» **Document passage**:
3. Workload developer guide

This section discusses recommendations and requirements for workload application builders.

3.1. Preface

Cloud-native workload applications are containerized instances of classic physical or virtual applications which have been decomposed into microservices supporting elasticity, lifecycle management, security, logging, and other capabilities in a Cloud-Native format.

3.2. Goal

This document is mainly for the developers of workloads, who need to build high-performance applications in a containerized environment. We have created a guide that any partner can take and follow when developing their workloads so that they can be deployed on the OpenShift Container Platform (OCP) in a secure, efficient and supportable way.

3.3. Non-goal

This is not a guide on how to build workload functionality.

3.4. Refactoring

Workloads should break their software down into the smallest set of microservices as possible. Running monolithic applications inside of a container is not the operating model to be in.

It is hard to move a 1000LB boulder. However, it is easy when that boulder is broken down into many pieces (pebbles). All workloads should break apart each piece of the functions/services/processes into separate containers. These containers will still be within kubernetes pods and all of the functions that perform a single task should be within the same namespace.

There is a quote from Lewis and Fowler that describes this best:

The microservice architectural style is an approach to developing a single application as a suite of small services, each running in its own process and communicating with lightweight mechanisms, often an HTTP resource API.These services are built around business capabilities and independently deployable by fully automated deployment machinery.
— Lewis and Fowler

3.5. Workload security

In OCP, it is possible to run privileged containers that have all of the root capabilities on a host machine, allowing the ability to access resources which are not accessible in ordinary containers. This, however, increases the security risk to the whole cluster. Containers should only request those privileges they need to run their legitimate functions. No containers will be allowed to run with full privileges without an exception.

» **Information supplied**:
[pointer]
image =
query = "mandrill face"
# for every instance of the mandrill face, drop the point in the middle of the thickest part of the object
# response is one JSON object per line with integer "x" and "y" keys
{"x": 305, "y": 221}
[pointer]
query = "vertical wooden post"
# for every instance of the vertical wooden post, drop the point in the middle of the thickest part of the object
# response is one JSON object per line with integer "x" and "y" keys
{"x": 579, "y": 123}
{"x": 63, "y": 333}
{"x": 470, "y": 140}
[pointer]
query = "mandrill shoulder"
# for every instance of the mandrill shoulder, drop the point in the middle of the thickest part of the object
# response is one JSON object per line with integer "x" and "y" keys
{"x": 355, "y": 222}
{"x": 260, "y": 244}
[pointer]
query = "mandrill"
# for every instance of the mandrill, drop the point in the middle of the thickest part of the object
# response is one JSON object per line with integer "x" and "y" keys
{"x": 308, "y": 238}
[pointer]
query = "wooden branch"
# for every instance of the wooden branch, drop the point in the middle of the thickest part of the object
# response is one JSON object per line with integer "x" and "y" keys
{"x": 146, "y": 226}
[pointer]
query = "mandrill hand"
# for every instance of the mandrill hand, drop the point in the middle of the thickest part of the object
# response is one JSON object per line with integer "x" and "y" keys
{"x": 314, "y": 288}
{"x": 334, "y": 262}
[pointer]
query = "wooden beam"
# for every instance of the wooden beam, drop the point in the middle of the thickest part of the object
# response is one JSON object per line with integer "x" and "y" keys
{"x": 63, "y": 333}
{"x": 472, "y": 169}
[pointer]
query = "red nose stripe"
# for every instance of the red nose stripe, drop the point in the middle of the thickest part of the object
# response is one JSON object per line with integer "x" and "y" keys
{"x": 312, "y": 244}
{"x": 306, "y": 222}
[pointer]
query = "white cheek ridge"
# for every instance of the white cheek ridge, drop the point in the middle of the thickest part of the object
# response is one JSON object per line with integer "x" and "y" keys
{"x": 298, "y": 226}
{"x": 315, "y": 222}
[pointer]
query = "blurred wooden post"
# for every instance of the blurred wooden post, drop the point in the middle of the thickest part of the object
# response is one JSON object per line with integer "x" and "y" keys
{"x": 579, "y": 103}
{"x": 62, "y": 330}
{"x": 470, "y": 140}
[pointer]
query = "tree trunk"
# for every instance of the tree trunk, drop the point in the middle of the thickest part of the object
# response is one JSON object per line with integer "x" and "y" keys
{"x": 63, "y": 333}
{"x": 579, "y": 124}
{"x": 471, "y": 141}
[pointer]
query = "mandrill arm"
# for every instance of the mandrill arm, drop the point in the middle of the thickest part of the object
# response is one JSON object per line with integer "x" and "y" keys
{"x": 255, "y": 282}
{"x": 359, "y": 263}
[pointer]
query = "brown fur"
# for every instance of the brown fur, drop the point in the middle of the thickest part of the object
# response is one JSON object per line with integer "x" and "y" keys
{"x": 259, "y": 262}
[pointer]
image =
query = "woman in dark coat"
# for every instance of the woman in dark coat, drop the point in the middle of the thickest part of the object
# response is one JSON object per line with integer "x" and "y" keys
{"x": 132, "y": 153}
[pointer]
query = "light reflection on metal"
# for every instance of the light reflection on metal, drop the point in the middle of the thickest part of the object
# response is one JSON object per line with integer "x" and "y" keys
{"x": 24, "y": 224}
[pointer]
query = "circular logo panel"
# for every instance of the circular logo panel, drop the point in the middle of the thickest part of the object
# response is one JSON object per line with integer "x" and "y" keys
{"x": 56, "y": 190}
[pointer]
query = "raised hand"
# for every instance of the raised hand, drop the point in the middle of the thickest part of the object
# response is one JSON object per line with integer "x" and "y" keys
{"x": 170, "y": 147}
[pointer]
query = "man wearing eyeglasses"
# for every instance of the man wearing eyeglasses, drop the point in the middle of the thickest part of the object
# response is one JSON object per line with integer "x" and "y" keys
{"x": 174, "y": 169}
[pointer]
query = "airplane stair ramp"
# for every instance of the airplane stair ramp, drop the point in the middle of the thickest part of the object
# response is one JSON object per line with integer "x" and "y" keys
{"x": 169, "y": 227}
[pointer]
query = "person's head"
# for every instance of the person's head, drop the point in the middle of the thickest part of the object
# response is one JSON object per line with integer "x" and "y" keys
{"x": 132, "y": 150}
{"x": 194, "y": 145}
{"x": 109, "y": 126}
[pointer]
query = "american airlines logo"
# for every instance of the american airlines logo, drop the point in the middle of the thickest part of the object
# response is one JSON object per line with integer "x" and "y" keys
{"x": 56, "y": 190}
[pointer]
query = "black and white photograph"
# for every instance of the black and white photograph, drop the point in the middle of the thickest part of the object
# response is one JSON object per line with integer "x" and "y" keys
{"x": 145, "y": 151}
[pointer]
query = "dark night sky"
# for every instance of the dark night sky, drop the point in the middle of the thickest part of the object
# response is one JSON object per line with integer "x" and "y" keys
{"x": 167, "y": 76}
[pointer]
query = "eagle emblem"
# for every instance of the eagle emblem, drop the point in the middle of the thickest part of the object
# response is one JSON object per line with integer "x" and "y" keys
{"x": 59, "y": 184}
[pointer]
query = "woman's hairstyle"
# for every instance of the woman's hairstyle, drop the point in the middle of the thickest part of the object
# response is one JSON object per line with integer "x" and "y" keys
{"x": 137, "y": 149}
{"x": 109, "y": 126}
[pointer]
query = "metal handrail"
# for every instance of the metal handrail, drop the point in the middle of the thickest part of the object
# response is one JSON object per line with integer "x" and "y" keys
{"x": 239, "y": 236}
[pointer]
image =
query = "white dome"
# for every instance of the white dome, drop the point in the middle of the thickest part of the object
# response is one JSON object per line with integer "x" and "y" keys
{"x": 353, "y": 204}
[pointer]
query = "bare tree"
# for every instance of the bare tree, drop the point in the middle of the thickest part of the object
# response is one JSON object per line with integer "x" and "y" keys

» **Directive 1**: Print the passage of the workload developer guide starting at "Cloud-native workload applications" and ending at "and supportable way.".
» **Directive 2**: In the workload developer guide, condense the paragraph beginning "It is hard to move a 1000LB boulder" into a short bulleted list that keeps its main points.
» **Directive 3**: List the titles of all subsections in the workload developer guide that are numbered 3.1 and higher.

» **Full response 1**:
Cloud-native workload applications are containerized instances of classic physical or virtual applications which have been decomposed into microservices supporting elasticity, lifecycle management, security, logging, and other capabilities in a Cloud-Native format.

3.2. Goal

This document is mainly for the developers of workloads, who need to build high-performance applications in a containerized environment. We have created a guide that any partner can take and follow when developing their workloads so that they can be deployed on the OpenShift Container Platform (OCP) in a secure, efficient and supportable way.

» **Full response 2**:
- A 1000LB boulder is hard to move but easy to move once broken into many pebbles.
- All workloads should separate each function, service, or process into its own container.
- These containers remain within Kubernetes pods.
- All functions that perform a single task should be in the same namespace.

» **Full response 3**:
- 3.1. Preface
- 3.2. Goal
- 3.3. Non-goal
- 3.4. Refactoring
- 3.5. Workload security